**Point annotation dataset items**
-*-
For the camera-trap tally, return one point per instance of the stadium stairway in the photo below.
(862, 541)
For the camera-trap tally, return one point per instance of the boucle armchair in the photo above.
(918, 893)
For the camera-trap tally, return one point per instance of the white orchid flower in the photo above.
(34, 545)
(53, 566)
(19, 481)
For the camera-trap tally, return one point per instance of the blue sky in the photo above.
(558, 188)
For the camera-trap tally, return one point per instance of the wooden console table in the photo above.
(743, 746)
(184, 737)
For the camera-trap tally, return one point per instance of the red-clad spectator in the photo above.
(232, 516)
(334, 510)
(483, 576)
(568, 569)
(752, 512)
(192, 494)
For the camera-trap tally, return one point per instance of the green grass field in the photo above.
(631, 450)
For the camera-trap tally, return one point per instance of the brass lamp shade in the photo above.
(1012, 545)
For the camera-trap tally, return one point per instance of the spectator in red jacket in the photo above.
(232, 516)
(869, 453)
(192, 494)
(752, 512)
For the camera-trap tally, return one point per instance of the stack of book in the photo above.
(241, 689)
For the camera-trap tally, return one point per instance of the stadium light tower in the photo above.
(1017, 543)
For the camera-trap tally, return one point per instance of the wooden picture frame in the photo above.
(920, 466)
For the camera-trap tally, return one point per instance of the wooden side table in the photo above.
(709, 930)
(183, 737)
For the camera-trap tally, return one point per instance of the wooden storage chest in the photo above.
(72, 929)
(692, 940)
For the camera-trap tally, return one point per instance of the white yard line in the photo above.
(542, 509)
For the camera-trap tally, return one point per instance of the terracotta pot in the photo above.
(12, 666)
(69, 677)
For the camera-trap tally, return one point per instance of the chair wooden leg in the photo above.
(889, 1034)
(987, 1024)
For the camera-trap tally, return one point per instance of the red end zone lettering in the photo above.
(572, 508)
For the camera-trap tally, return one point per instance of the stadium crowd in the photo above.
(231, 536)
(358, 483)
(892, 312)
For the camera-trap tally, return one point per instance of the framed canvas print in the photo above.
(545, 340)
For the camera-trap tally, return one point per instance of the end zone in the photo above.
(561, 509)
-*-
**EXERCISE DESCRIPTION**
Render the items as a Markdown table with the columns "Number" and "Entry," one row per line and no blank lines. Begin at the line that contains "jacket in the photo above." and continue through the end of the items.

**WORKED ANSWER**
| Number | Entry |
|---|---|
| 1 | For the camera-trap tally, return one point per instance of the spectator in red jacket in the photo above. |
| 2 | (232, 516) |
| 3 | (869, 453) |
| 4 | (192, 494) |
| 5 | (752, 512) |
| 6 | For the camera-trap tally, return one point per instance of the stack of book in the photo above. |
| 7 | (241, 689) |
| 8 | For the camera-trap tally, return one point per instance of the stadium light tower in the photo above. |
| 9 | (1017, 543) |
| 10 | For the camera-trap tally, return one point per instance of the wooden picture frame in the photo above. |
| 11 | (920, 466) |
| 12 | For the camera-trap tally, return one point per instance of the wooden side table in the photo above. |
| 13 | (709, 930) |
| 14 | (183, 737) |
| 15 | For the camera-trap tally, return one point per instance of the wooden storage chest in the photo above. |
| 16 | (72, 929) |
| 17 | (692, 940) |
| 18 | For the camera-trap tally, return one point per instance of the white yard line in the photo above. |
| 19 | (542, 509) |
| 20 | For the camera-trap tally, return one point per instance of the terracotta pot in the photo above. |
| 21 | (12, 666) |
| 22 | (69, 677) |
| 23 | For the camera-trap tally, return one point per instance of the chair wooden leg in the photo above. |
| 24 | (889, 1034) |
| 25 | (987, 1024) |
| 26 | For the camera-trap tally, return one point per instance of the red end zone lettering in the photo above. |
| 27 | (572, 508) |
| 28 | For the camera-trap tally, return one point per instance of the stadium crowd in the photo above. |
| 29 | (231, 536) |
| 30 | (358, 483) |
| 31 | (892, 312) |
| 32 | For the camera-trap tally, return one point per instance of the framed canvas print in the photo above. |
| 33 | (545, 340) |
| 34 | For the camera-trap tally, return one point per instance of the end zone in the photo above. |
| 35 | (561, 509) |